■ **SUPPLIED PASSAGE**

******************************

A team of researchers led by Penn State has been awarded $4 million from the National Science Foundation to investigate the elements that lead to the spread of Lassa virus from rodents to humans in Nigeria.
Lassa virus (LASV) is a member of the arenavirus family of viruses that can cause Lassa fever, an acute viral hemorrhagic illness, according to the World Health Organization.
The team will use their data to map, at a broad scale, the risk of LASV spilling over from rodents to humans — for example, a map showing when and where people encounter infected rodents across Nigeria or West Africa. Additionally, the researchers hope to learn more about how climate change or changes to land use could affect spillover risk in the future.
Sagan Friant, assistant professor of anthropology at Penn State, said she’s hoping the research will help them better understand the ways humans influence the ecology and evolution of infectious diseases.

******************************

■ **EXTRACTED ENTRIES**
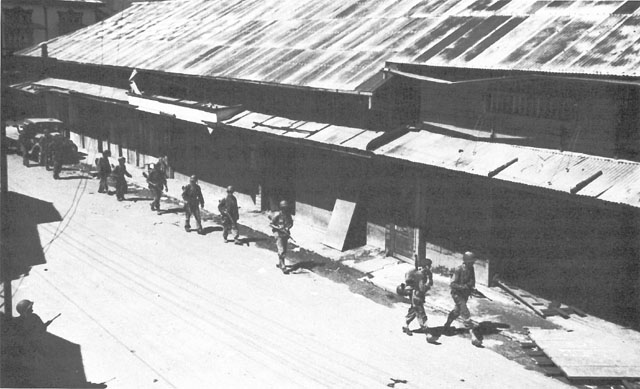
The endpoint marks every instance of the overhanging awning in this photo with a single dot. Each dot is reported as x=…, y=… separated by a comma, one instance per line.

******************************

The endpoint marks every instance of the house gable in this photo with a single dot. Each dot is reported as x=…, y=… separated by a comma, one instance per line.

******************************

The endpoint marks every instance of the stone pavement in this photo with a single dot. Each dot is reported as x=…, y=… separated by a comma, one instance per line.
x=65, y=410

******************************

■ **CHECK YOUR UNDERSTANDING**
• 1. Copy the Lassa virus passage word for word, beginning at the words "The team will" and stopping after "in the future.".
• 2. Name every organization mentioned in the Lassa virus passage.
• 3. According to the Lassa virus passage, how much money was the research team awarded?

■ **SOLUTIONS TO THE EXERCISE**
• 1.
The team will use their data to map, at a broad scale, the risk of LASV spilling over from rodents to humans — for example, a map showing when and where people encounter infected rodents across Nigeria or West Africa. Additionally, the researchers hope to learn more about how climate change or changes to land use could affect spillover risk in the future.

• 2.
Penn State
National Science Foundation
World Health Organization

• 3. $4 million from the National Science Foundation.